● Task instructions
Please write the next part of the Slayer concert review below, starting after its last sentence.

───── Passage for review

The diverse and extremely patient crowd gave cheerful approval.
This is the second time I’ve seen Slayer with Gary Holt on guitar. Gary looks like he’s having fun and his enthusiasm is contagious. Not that it takes that much to get Slayer fans enthused. Especially with a set list that features “War Ensemble,” “The Antichrist,” “Dead Skin Mask” and “Born of Fire.” And if that’s not enough, these guys from SoCal are going to throw in classics like “Hell Awaits,” “South of Heaven” and “Angel of Death.” This is all in addition to the newest tracks from Repentless.
Now we all know many critics (who hide behind pen names) were rather harsh on this record when it was first released, however, I believe those earlier reviews were rather short-sighted. The more I’ve listened to Repentless, the more I’ve grown to love it. In fact, I believe a lot of the negative reviews written about this record had more to do with politics than anything else. As someone in the Generation X demographic, I’ve noticed a lot of my friends and peers who loved Slayer in the 80’s still love Slayer now and think their newer records are on point. Personally, I’d go see a show of just Repentless, World Painted Blood and Christ Illusion songs. Of course, Slayer doesn’t do that and instead gives fans a smattering of their massive discography appealing to all different age groups in attendance. Frankly it’s pretty difficult to not get intensely pumped when the band tears into “Repentless” at the drop of the curtain.

──────────
───── Supplied records

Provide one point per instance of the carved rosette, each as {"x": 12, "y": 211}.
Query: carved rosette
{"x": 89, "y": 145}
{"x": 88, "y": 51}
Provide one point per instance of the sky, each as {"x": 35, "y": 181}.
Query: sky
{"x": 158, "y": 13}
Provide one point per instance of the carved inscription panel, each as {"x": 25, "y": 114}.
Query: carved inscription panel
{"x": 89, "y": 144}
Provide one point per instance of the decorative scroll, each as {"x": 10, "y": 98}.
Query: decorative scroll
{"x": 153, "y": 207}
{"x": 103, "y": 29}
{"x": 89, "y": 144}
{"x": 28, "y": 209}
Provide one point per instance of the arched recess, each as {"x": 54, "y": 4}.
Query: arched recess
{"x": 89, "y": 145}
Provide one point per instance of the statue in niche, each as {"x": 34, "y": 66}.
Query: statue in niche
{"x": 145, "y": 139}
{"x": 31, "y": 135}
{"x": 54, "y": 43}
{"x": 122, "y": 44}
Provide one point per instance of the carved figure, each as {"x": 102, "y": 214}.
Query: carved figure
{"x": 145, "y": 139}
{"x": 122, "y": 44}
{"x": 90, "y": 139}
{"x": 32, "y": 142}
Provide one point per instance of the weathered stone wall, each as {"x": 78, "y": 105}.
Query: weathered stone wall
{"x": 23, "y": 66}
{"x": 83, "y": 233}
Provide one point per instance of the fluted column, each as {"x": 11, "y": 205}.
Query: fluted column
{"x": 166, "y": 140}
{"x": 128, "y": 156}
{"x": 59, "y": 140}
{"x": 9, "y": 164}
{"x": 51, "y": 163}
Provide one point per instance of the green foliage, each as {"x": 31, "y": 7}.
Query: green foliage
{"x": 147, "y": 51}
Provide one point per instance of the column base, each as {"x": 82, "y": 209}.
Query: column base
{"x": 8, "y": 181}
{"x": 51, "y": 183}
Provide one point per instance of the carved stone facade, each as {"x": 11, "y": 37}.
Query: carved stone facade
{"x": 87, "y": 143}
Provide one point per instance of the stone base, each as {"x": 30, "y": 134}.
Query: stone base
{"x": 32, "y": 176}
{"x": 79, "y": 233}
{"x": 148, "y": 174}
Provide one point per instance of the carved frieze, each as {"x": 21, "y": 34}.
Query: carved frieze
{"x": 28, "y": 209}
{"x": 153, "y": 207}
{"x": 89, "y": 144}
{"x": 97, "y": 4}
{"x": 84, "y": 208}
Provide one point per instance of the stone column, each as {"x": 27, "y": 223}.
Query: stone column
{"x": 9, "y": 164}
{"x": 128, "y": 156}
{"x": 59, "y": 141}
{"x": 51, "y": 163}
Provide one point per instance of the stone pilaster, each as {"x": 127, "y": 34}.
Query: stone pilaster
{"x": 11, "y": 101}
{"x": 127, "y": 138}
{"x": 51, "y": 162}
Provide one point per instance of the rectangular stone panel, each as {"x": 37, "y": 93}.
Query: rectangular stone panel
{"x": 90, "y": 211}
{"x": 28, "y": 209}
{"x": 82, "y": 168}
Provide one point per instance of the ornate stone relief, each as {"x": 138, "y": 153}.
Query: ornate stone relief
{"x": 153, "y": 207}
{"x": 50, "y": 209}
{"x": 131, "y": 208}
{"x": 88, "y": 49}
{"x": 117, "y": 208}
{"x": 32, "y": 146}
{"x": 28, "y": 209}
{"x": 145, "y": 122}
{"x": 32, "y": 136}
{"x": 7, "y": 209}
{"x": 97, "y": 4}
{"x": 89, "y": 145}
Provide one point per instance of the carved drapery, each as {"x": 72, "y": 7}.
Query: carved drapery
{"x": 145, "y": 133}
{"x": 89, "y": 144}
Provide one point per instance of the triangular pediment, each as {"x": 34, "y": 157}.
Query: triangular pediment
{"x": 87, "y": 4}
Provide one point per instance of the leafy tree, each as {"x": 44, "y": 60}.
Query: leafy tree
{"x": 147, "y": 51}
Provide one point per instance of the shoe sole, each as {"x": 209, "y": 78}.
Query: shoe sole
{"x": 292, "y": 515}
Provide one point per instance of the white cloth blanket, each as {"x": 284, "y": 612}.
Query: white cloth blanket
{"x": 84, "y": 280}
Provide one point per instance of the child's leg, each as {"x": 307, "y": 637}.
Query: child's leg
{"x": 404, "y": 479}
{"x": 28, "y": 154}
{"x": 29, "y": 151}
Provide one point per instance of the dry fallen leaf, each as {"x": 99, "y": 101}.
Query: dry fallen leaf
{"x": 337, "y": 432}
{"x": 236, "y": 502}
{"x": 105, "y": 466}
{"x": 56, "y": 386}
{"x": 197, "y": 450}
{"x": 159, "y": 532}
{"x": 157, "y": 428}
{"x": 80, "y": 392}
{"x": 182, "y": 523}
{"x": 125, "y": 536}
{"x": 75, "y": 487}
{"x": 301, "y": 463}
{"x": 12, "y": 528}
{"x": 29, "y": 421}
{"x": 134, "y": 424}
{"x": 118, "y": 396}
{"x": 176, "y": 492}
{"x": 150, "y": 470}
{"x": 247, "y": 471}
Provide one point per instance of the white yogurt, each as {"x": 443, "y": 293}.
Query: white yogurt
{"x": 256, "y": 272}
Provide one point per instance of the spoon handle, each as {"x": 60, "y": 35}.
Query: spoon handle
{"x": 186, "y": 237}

──────────

● Response
Quite honestly, if you can’t feel a rush of adrenaline as you watch Gary Holt and Kerry King shredding incessantly with Tom Araya belting out his vocals in between them and Paul Bostaph killing it on the drums, you might have to rethink if live metal is really for you. Slayer, always professional on stage, gave the extremely wet Philly fans a killer show – even if slightly altered given the stormy conditions and the extended delay. While the outdoor Electric Factory parking lot was filled with puddles from the flash flooding and visibility was poor at times given the mist, the sound for Slayer was really well done and the crowd appreciated the fact that the show still went on… and went on professionally.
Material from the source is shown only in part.